**Your objective:** Using the records below, give again exactly the lines from the line that contains "of the clear" through the line that contains "of the hazy", both ends included, and only those.

━━━━━ Material provided ━━━━━

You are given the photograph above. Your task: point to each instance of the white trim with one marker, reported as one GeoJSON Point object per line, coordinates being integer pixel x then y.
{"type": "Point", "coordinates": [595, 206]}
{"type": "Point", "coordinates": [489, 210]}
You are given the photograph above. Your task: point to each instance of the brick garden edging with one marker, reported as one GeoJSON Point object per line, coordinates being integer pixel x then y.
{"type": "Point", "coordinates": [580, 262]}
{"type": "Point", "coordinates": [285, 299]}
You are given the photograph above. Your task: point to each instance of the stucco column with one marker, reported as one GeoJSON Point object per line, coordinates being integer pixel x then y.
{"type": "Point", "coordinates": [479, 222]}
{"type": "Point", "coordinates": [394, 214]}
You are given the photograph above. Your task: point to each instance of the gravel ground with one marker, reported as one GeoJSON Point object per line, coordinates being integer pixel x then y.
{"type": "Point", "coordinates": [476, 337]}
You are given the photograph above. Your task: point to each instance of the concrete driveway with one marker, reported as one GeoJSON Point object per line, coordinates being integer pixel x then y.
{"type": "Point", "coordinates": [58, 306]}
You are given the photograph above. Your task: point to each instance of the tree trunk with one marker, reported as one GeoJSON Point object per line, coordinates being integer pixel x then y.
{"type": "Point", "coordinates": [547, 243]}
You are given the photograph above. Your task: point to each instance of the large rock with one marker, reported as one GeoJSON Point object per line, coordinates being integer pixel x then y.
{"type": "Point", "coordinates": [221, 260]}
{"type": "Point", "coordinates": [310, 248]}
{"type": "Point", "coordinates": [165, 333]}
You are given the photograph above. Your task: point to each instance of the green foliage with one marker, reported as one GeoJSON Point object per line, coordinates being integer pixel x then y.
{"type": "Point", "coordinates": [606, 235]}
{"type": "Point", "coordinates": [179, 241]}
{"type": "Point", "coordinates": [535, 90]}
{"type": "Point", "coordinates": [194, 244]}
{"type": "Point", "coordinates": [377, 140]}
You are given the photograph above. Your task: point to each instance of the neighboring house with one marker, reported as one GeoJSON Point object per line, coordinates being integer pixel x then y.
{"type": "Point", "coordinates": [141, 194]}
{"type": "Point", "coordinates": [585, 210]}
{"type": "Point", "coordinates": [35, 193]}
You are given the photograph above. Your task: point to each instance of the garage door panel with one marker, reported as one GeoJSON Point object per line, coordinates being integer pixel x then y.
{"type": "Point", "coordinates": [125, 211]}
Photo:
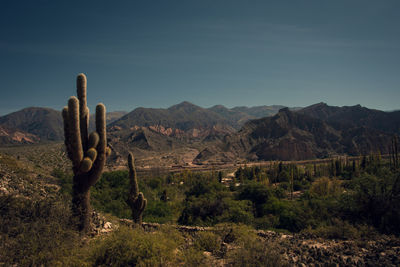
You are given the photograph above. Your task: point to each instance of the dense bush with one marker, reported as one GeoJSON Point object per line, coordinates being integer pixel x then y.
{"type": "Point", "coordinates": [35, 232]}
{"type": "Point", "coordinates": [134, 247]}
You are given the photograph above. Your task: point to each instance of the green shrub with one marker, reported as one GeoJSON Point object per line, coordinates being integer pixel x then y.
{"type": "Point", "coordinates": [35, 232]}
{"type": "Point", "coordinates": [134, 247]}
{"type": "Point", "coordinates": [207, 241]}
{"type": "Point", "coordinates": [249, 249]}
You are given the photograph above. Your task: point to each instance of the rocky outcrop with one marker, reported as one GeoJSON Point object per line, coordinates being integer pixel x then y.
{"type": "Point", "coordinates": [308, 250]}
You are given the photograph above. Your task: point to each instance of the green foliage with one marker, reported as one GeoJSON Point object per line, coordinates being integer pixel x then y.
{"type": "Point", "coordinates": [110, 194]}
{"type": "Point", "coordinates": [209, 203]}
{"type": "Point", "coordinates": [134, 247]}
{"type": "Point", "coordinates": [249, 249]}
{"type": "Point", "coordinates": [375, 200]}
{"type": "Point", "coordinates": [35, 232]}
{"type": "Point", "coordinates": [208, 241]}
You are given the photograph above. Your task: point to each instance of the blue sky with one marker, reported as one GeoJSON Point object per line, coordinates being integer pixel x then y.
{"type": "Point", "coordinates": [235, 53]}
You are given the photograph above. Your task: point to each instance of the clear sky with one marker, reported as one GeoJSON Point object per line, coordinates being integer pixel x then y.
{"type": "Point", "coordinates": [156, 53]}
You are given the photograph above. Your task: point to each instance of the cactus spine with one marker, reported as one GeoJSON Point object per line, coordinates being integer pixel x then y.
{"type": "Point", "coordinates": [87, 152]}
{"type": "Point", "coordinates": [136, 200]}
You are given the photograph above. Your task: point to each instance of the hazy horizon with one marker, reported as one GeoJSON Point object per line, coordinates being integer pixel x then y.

━━━━━
━━━━━ Material provided ━━━━━

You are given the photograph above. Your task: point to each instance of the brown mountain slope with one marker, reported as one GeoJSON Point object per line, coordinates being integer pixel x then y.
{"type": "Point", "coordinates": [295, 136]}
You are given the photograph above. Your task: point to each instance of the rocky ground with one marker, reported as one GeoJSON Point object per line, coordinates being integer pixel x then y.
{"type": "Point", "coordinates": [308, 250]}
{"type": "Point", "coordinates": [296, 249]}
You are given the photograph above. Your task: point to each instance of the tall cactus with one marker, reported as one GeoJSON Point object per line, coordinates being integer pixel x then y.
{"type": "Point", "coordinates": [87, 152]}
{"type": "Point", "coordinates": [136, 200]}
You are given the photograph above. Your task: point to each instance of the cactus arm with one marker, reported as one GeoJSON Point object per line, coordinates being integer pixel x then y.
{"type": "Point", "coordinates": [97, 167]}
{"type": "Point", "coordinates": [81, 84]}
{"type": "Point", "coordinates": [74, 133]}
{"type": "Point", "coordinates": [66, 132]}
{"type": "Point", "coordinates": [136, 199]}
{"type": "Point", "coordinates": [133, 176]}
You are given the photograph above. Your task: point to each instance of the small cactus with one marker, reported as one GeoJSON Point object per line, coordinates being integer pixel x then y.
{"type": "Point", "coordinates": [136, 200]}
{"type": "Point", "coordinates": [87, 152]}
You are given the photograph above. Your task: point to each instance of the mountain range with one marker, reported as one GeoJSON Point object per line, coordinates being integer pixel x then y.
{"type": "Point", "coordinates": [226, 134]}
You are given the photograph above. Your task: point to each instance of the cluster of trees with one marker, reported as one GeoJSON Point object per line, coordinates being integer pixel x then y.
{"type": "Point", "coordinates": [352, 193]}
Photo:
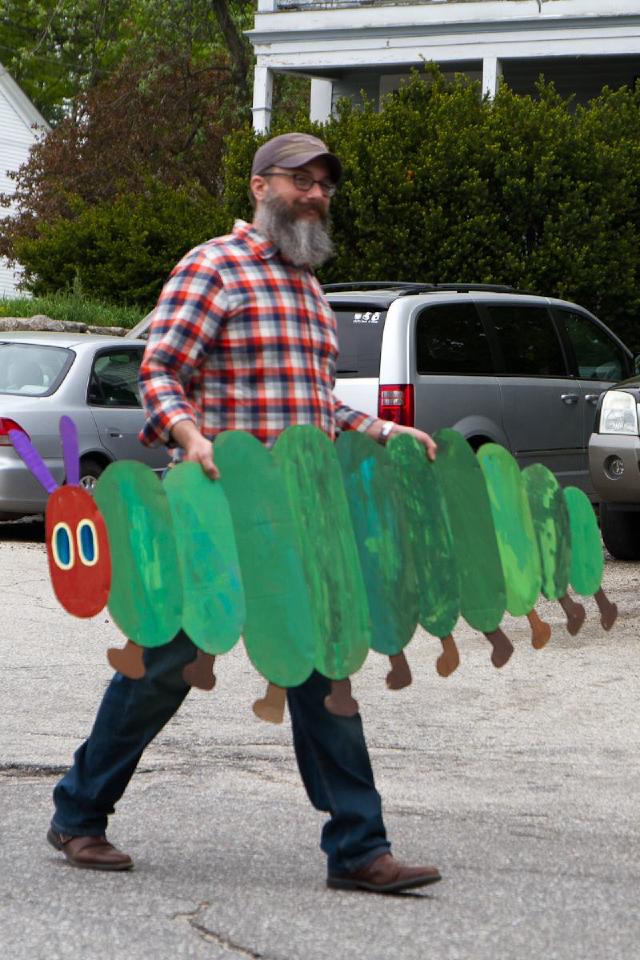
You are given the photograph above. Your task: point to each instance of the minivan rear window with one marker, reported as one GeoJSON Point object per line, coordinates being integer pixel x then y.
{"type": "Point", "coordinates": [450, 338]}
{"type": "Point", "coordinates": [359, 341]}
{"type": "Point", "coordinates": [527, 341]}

━━━━━

**Answer to this exercise:**
You are given the photograph above. Your task: point to each instance of the clear sky with one marker, reported as one GeoJSON Point object per line, coordinates being integer pixel x then y.
{"type": "Point", "coordinates": [156, 53]}
You are given the photograph above. Your task: point to each instance of the cactus spine with one marker, reported as one GeoJSON Point object per line, coordinates being integer pixel x then y.
{"type": "Point", "coordinates": [87, 152]}
{"type": "Point", "coordinates": [136, 200]}
You are given the photograph above. Your task: point to each instance of the hazy horizon with one marker, reported as one GeoJSON Point object per line, coordinates being integer pixel x then y.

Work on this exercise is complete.